Jason Snell, former lead editor for MacWorld, has published a piece looking back at the history and importance of Apple's transition to Mac OS X. Snell says the move to acquire the NeXTSTEP operating system and bring back Steve Jobs was 'an act of desperation' that fortunately turned out well for the company.
In a spectacularly humbling moment for Apple, the company began searching for a company from which it could buy or license an operating system or, at the least, use as the foundation of a new version of Mac OS. The company’s management, led by CEO Gil Amelio and CTO Ellen Hancock, clearly had come to the conclusion that Apple itself was incapable of building the next-generation Mac OS.
Though there were a lot of wild ideas thrown around (building Mac OS atop Microsoft’s Windows NT kernel and rebuilding the platform using Java were two of them), the two most obvious targets were small companies with operating systems that had the modern features Apple wanted most. Both were, perhaps unsurprisingly, being run by former Apple executives.

◇ ◇ ◇ ◇ ◇ ◇ ◇

* **GOALS**:
1. In the passage on Apple's move to Mac OS X, why did Apple start looking for another company's operating system to buy or license?
2. List every person named in the passage on Apple's move to Mac OS X.

◇ ◇ ◇ ◇ ◇ ◇ ◇

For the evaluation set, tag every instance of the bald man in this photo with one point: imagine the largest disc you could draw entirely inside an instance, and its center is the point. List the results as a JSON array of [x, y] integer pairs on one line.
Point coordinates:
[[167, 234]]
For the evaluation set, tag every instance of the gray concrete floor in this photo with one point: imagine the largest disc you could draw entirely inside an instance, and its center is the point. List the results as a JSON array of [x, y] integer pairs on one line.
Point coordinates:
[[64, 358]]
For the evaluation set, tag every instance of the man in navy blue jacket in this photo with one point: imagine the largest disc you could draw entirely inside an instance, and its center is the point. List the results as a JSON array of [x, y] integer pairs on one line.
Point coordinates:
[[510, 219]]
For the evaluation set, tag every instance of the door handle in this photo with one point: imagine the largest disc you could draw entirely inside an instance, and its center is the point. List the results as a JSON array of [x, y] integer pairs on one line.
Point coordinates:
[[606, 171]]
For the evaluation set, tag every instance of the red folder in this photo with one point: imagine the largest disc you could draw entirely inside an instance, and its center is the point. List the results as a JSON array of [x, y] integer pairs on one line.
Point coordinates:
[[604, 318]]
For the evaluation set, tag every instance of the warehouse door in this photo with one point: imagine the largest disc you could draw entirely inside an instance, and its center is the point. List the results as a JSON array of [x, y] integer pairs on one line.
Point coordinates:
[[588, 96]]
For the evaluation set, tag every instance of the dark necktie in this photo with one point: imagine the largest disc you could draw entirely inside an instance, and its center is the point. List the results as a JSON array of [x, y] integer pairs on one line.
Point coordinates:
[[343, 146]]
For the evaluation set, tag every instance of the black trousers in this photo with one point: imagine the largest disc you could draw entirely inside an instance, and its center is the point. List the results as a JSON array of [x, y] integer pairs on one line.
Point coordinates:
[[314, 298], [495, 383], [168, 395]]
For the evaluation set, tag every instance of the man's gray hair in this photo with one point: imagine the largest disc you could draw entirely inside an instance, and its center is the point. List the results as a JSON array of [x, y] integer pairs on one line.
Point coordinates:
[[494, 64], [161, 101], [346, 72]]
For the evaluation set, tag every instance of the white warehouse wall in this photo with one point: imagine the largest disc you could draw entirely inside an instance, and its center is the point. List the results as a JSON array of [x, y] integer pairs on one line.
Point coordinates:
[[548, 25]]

◇ ◇ ◇ ◇ ◇ ◇ ◇

* **EXPECTED RESPONSES**:
1. Apple's management, led by CEO Gil Amelio and CTO Ellen Hancock, had concluded that Apple could not build the next-generation Mac OS itself.

2. Jason Snell, Steve Jobs, Gil Amelio, Ellen Hancock